### Problem details
Copy the listing below word for word, starting at its very first line and ending with the line that contains "Query: recessed ceiling light", including that line.

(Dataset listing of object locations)

● ● ●

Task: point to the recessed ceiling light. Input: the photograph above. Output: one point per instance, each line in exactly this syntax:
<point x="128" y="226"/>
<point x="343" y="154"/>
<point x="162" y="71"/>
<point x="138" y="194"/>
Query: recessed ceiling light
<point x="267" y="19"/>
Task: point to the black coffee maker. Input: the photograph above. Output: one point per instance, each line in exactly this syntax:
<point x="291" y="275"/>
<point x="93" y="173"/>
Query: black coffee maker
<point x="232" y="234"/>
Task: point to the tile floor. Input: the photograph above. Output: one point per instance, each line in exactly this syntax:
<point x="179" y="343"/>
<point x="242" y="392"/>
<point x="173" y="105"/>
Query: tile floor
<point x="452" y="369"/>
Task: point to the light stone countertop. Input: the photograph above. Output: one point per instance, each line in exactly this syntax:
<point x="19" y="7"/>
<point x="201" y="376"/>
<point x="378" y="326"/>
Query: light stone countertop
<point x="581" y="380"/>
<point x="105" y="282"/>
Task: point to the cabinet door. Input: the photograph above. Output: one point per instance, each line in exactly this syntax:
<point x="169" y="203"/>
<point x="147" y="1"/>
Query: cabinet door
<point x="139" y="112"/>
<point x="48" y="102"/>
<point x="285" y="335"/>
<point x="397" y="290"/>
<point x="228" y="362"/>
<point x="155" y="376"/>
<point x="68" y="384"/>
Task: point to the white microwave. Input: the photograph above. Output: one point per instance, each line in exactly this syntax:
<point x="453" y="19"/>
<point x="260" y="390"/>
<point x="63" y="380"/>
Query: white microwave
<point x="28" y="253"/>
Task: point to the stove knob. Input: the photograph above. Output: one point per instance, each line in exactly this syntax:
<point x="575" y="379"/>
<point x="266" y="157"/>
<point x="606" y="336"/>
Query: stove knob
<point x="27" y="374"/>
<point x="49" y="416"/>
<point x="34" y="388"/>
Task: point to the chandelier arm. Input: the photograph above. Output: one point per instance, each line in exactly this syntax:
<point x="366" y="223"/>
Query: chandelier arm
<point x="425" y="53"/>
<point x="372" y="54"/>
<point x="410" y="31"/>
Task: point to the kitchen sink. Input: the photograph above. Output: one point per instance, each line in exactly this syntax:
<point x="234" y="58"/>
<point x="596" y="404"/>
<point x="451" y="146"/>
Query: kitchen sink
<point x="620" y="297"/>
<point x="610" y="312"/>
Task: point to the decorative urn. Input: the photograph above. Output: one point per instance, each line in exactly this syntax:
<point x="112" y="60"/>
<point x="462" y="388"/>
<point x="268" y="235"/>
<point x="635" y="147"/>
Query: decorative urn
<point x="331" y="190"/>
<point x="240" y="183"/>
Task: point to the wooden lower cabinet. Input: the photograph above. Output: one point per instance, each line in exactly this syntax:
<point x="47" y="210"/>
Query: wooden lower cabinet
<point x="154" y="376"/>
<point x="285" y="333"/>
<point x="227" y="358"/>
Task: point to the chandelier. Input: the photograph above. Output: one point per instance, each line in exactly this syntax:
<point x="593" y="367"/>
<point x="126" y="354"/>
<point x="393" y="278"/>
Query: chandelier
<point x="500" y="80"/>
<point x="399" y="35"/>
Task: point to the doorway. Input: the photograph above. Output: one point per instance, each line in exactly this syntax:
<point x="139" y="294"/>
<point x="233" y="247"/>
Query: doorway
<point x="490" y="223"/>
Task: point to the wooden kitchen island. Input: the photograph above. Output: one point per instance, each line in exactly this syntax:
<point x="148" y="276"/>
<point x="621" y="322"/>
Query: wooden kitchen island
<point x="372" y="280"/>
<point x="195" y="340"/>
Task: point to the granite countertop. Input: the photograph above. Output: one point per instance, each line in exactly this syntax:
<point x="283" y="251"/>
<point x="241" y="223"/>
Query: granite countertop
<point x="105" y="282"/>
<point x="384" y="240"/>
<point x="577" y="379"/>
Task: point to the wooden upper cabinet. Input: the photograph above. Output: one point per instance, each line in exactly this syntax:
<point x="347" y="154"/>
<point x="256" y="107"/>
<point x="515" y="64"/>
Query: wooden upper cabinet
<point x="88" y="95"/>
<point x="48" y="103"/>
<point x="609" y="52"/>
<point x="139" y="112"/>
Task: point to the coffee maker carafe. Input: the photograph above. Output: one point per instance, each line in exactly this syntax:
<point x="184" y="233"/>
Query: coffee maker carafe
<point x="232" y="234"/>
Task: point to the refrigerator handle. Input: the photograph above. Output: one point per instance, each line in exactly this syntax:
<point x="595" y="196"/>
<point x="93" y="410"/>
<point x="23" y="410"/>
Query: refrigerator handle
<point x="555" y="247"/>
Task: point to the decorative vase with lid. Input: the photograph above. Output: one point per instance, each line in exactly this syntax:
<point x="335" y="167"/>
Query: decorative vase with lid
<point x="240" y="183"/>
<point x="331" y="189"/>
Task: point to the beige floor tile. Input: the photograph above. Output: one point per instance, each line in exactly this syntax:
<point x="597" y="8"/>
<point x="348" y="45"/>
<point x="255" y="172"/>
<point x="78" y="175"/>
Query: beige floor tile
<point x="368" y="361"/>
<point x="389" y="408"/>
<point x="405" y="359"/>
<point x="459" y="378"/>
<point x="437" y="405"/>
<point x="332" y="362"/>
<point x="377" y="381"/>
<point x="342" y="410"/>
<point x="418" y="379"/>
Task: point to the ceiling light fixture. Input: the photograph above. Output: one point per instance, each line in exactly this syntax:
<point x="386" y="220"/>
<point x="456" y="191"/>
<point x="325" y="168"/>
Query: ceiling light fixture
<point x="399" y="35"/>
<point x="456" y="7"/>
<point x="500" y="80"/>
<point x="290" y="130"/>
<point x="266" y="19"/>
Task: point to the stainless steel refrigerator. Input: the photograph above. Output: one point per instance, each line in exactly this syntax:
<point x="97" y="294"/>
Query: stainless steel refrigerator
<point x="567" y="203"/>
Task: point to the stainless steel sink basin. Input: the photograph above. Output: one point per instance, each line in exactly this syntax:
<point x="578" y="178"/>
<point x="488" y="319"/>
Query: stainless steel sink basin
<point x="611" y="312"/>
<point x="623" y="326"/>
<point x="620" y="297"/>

● ● ●

### Task solution
Task: point to the recessed ceiling light. Input: the photograph above. Output: one point per instance, each line in exactly this syntax:
<point x="128" y="226"/>
<point x="343" y="154"/>
<point x="162" y="71"/>
<point x="138" y="194"/>
Query: recessed ceiling light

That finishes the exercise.